Lord, teach us to pray . . . (Pause)
I speak to you in the name of God, Father, Son and Holy Spirit . . . Amen.

In a few quiet moments before we put our minds to the Gospel reading, I want to invite you . . . to pray. What I’m going to suggest may be a little different than the usual idea of prayer: Talking to God – – or talking at God – to ask him for something – or thank him for something.

What I have in mind is a bit of reflection. At first this may not even seem to qualify as prayer. But I would argue that it is prayer because you’re engaging God – you’re reflecting-praying with his help, with his inspiration – and with him very close to you. When you do reflective prayer, you’re getting to know God better, you’re getting to know yourself better, and you’re taking the time to feel your relationship with God. And prayer is all about being in a relationship . . .

You all pray – I suspect you probably pray even more than you think you do especially if you go with the idea I just talked about – that prayer is about relationship and building relationship.

▶ Listed records:
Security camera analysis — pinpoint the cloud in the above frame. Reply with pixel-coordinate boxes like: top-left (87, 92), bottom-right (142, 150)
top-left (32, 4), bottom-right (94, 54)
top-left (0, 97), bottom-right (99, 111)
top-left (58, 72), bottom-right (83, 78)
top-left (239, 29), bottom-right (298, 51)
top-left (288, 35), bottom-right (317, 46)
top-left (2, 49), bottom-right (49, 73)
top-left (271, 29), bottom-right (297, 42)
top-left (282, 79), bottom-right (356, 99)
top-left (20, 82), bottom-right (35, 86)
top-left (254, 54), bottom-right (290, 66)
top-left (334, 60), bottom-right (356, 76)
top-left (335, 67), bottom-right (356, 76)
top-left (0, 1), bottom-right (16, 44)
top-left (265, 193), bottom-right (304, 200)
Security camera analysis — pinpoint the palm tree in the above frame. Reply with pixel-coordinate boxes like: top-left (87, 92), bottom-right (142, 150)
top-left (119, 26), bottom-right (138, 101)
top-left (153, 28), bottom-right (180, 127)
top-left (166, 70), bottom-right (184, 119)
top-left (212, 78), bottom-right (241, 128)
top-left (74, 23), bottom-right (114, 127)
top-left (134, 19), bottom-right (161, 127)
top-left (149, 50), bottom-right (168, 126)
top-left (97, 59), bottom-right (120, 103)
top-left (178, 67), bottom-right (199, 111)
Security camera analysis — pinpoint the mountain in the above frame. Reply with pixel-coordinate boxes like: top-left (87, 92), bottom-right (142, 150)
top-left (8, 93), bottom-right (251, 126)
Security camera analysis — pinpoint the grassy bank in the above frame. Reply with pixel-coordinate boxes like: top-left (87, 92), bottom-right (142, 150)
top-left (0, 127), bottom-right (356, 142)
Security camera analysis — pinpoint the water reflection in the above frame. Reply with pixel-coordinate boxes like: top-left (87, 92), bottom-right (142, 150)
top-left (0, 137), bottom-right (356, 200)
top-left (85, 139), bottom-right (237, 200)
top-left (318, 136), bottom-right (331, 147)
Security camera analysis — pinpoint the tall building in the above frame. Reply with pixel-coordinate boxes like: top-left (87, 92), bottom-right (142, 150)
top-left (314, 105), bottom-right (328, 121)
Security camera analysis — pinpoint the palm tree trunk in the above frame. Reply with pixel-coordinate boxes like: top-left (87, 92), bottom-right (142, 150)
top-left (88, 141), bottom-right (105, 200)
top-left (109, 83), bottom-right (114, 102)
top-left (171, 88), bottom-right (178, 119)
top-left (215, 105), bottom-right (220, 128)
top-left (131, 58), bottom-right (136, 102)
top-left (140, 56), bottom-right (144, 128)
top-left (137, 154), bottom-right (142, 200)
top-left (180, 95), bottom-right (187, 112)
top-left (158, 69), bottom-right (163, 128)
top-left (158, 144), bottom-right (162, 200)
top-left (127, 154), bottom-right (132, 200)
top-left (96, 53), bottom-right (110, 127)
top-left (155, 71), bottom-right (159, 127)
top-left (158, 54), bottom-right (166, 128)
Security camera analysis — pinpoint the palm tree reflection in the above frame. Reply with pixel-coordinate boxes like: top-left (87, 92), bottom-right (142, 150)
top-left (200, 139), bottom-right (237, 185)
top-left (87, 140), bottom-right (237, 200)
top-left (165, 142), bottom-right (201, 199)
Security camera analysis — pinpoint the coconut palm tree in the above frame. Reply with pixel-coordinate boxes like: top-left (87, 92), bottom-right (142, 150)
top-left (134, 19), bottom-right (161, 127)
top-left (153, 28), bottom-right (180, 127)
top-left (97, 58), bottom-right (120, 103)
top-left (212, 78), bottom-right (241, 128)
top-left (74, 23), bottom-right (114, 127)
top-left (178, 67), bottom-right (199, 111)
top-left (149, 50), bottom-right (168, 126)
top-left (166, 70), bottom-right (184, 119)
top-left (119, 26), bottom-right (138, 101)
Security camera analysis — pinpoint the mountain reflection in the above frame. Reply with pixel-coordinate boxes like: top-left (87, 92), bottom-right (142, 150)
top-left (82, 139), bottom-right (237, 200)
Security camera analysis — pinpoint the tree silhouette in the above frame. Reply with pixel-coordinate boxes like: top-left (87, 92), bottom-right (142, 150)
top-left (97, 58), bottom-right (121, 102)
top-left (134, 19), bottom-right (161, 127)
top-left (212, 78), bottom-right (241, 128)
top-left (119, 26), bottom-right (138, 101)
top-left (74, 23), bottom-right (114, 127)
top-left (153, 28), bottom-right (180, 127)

▶ The tasks:
a - Rewrite the rows, starting at the one containing "Security camera analysis — pinpoint the grassy" and ending at the one containing "top-left (0, 127), bottom-right (356, 142)", as a Markdown table with an Nr column for the row number and an Entry column for the line, leaving out blank lines.
b - Extend the sermon excerpt on prayer, picking up after its final sentence.
The sermon excerpt on prayer and the rows come from unrelated sources.

▶ Answers to each task:
a -
| Nr | Entry |
|---|---|
| 1 | Security camera analysis — pinpoint the grassy bank in the above frame. Reply with pixel-coordinate boxes like: top-left (87, 92), bottom-right (142, 150) |
| 2 | top-left (0, 127), bottom-right (356, 142) |

b -
So now – what I ask you to reflect on for a moment is what it’s like for you to pray. The idea here is to get in touch with your own way of praying. There are no wrong ways to pray, no judgments – just your own authentic reflection.
I invite you to reflect – simply and honestly – on a couple of personal questions.

Give them some space and thought . . . some silence to focus and reflect . . .

How do you pray? (a period silence)

What do you pray for? (a period silence)

How does God answer prayer? (a period silence)
. . . or does God sometimes seem to ignore your prayers? (a period silence)

Focus your mind deep inside yourself. Focus on how you commune with God – how you listen – how you sit and wait for Him. . .

What’s your relationship with God like? (a period silence)

And now continue to pray with me . . . Our Father, we praise you, we worship you, . . . and we thank you for hearing our prayer. . . . Amen.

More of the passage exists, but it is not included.